*** Data ***
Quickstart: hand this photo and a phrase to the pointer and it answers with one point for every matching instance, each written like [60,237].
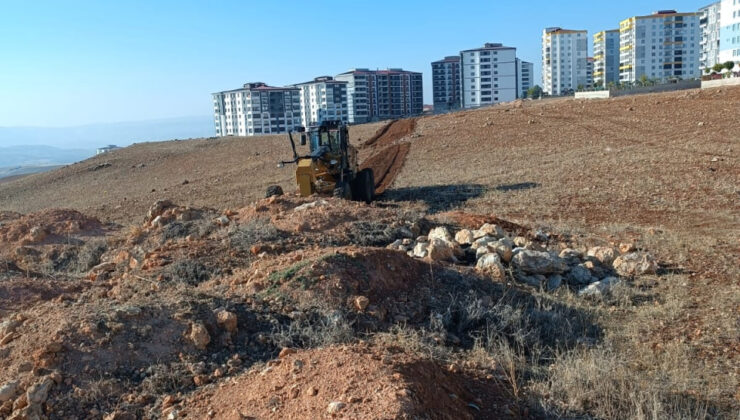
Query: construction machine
[331,166]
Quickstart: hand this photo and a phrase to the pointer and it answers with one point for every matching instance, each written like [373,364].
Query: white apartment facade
[564,60]
[446,83]
[323,99]
[729,31]
[662,46]
[709,25]
[488,75]
[256,109]
[374,95]
[606,57]
[525,76]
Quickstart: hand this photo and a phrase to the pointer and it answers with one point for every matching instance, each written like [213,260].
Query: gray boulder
[538,262]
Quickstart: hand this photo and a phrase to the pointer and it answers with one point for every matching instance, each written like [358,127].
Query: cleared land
[658,171]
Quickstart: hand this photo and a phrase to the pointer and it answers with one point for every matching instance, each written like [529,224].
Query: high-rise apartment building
[564,60]
[323,99]
[446,83]
[374,95]
[663,46]
[589,72]
[525,75]
[729,31]
[606,57]
[709,25]
[488,75]
[256,109]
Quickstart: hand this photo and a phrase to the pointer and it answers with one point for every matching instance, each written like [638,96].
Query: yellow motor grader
[331,167]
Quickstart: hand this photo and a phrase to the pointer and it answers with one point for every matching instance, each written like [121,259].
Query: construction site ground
[109,305]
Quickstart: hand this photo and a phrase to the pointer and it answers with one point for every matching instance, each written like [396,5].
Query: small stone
[503,249]
[440,250]
[361,303]
[520,242]
[578,275]
[199,335]
[227,320]
[626,247]
[285,351]
[571,256]
[554,282]
[7,391]
[420,250]
[491,264]
[335,407]
[37,393]
[605,254]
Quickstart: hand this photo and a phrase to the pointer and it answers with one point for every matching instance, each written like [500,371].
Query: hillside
[539,259]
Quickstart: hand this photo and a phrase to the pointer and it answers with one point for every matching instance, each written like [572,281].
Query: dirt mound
[387,155]
[386,165]
[391,133]
[363,381]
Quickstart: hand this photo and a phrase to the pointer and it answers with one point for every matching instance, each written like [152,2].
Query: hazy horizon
[84,62]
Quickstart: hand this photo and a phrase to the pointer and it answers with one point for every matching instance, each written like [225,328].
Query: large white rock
[491,264]
[464,237]
[538,262]
[635,264]
[482,241]
[600,287]
[442,233]
[605,254]
[420,249]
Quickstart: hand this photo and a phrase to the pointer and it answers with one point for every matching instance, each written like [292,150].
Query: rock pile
[495,252]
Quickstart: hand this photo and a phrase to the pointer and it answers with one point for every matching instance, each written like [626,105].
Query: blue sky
[65,63]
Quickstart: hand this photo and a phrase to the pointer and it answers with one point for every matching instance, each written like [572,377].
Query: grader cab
[331,167]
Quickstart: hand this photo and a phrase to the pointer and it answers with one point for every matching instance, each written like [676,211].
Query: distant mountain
[31,155]
[96,135]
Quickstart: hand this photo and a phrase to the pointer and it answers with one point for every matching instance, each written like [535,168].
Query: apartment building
[374,95]
[606,57]
[662,46]
[729,31]
[488,75]
[257,109]
[709,25]
[564,60]
[323,99]
[446,83]
[589,72]
[525,76]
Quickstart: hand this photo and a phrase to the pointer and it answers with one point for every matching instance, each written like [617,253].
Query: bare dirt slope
[169,310]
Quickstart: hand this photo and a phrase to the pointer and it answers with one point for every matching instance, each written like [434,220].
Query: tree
[534,92]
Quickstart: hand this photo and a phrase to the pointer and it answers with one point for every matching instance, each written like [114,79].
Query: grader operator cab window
[329,139]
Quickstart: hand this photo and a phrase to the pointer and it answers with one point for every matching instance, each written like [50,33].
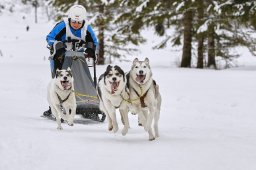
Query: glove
[57,47]
[90,52]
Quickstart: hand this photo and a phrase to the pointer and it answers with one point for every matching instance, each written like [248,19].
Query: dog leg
[141,118]
[110,124]
[150,116]
[151,135]
[56,112]
[114,122]
[70,116]
[104,110]
[156,118]
[124,115]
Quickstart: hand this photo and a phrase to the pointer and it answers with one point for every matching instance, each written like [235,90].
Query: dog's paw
[71,124]
[59,128]
[115,129]
[110,128]
[151,138]
[146,128]
[124,131]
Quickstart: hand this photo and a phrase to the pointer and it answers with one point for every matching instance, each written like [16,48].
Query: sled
[84,86]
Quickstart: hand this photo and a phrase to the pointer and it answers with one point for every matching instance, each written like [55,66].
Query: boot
[48,113]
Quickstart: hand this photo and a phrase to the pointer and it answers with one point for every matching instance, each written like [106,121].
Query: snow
[207,118]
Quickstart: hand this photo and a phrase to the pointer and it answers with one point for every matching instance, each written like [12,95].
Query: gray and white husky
[112,90]
[144,95]
[61,97]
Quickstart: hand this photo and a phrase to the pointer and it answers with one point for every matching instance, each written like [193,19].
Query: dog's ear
[147,60]
[106,72]
[57,73]
[135,60]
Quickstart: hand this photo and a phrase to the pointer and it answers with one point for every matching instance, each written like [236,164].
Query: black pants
[58,60]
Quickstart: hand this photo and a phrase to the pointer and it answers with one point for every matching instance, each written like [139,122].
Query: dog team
[135,92]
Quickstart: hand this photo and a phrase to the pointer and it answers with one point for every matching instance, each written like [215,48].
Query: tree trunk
[186,51]
[101,37]
[211,47]
[200,37]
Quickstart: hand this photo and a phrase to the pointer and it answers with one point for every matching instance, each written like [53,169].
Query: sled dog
[144,95]
[61,97]
[111,91]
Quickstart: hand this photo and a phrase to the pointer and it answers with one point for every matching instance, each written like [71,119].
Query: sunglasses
[78,22]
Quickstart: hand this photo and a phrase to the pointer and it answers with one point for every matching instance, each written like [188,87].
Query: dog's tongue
[140,78]
[65,84]
[114,86]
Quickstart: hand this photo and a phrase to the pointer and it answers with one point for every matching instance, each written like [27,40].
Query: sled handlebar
[80,43]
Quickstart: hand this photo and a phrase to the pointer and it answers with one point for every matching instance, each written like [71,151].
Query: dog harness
[62,101]
[141,97]
[69,34]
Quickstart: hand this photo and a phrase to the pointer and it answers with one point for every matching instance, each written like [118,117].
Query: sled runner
[84,86]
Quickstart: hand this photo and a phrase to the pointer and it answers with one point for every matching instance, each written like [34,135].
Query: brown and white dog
[112,90]
[144,96]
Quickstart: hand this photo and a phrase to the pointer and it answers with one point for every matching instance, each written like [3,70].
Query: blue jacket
[58,33]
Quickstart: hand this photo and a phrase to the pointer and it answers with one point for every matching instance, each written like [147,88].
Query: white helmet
[77,13]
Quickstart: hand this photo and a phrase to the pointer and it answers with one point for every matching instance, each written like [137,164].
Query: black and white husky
[112,90]
[61,97]
[144,95]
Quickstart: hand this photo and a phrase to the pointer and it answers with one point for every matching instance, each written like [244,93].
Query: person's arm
[90,36]
[57,33]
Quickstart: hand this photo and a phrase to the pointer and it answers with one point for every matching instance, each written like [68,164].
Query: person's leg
[59,49]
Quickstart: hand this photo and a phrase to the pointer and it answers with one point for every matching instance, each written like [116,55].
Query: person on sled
[75,27]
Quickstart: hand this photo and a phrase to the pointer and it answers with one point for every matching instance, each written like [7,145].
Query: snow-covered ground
[207,121]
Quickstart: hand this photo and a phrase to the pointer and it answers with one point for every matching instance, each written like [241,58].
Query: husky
[61,97]
[144,96]
[112,91]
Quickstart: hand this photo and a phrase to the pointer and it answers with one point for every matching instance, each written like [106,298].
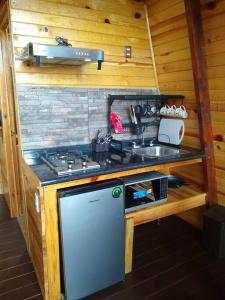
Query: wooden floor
[17,277]
[169,263]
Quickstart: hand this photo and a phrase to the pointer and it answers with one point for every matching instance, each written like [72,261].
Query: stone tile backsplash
[68,116]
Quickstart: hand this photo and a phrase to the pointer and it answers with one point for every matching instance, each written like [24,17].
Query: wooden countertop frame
[48,271]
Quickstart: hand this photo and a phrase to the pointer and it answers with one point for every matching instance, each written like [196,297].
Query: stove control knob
[84,164]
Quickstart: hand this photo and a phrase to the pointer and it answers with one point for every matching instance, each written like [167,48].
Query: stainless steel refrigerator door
[92,233]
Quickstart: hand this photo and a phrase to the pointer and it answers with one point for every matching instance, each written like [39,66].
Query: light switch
[127,52]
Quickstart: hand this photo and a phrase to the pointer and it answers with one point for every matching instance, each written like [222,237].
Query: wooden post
[129,245]
[199,66]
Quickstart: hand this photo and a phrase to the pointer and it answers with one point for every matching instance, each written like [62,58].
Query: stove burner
[63,163]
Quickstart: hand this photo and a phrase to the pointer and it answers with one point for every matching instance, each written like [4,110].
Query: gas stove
[65,163]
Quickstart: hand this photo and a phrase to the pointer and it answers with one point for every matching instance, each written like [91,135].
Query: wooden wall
[84,23]
[172,55]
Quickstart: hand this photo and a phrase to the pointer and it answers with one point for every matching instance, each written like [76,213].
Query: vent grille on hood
[48,54]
*** End of Data ***
:: Problem ::
Copy exactly the stretch of data above from the line with "written like [529,224]." through the line with "written like [572,281].", and omit all other lines.

:: Exercise result ::
Quickstart: hand this photo and a phrase to the pointer and it answers with one point for every matching instance, each written like [529,224].
Query: high-rise apartment building
[564,60]
[323,99]
[446,83]
[374,95]
[663,46]
[589,72]
[525,75]
[729,31]
[606,57]
[709,25]
[488,75]
[256,109]
Quickstart: hand this photo and a phrase to the pointer and it answers with one point for every matching instance, each written like [638,96].
Query: yellow motor grader
[331,167]
Quickstart: hand this photo and a phrase to the pointer and it answers with one point for every matching instance, each written like [121,259].
Query: construction site ground
[109,305]
Quickstart: hand this photo and a phrase to the pointer and it answers with one point for every matching instance, each written like [396,5].
Query: small stone
[503,249]
[440,250]
[361,303]
[520,242]
[578,275]
[199,335]
[227,320]
[626,247]
[285,351]
[571,256]
[554,282]
[7,391]
[420,250]
[491,264]
[335,407]
[37,393]
[605,254]
Quickstart: hand this photo and a phrase to the pointer and it answers with one point for every matching instance, each written like [500,371].
Query: hillside
[539,259]
Quickstart: hand this photo and a phrase to the pointer and it answers with one point for every matching instance, each written like [572,281].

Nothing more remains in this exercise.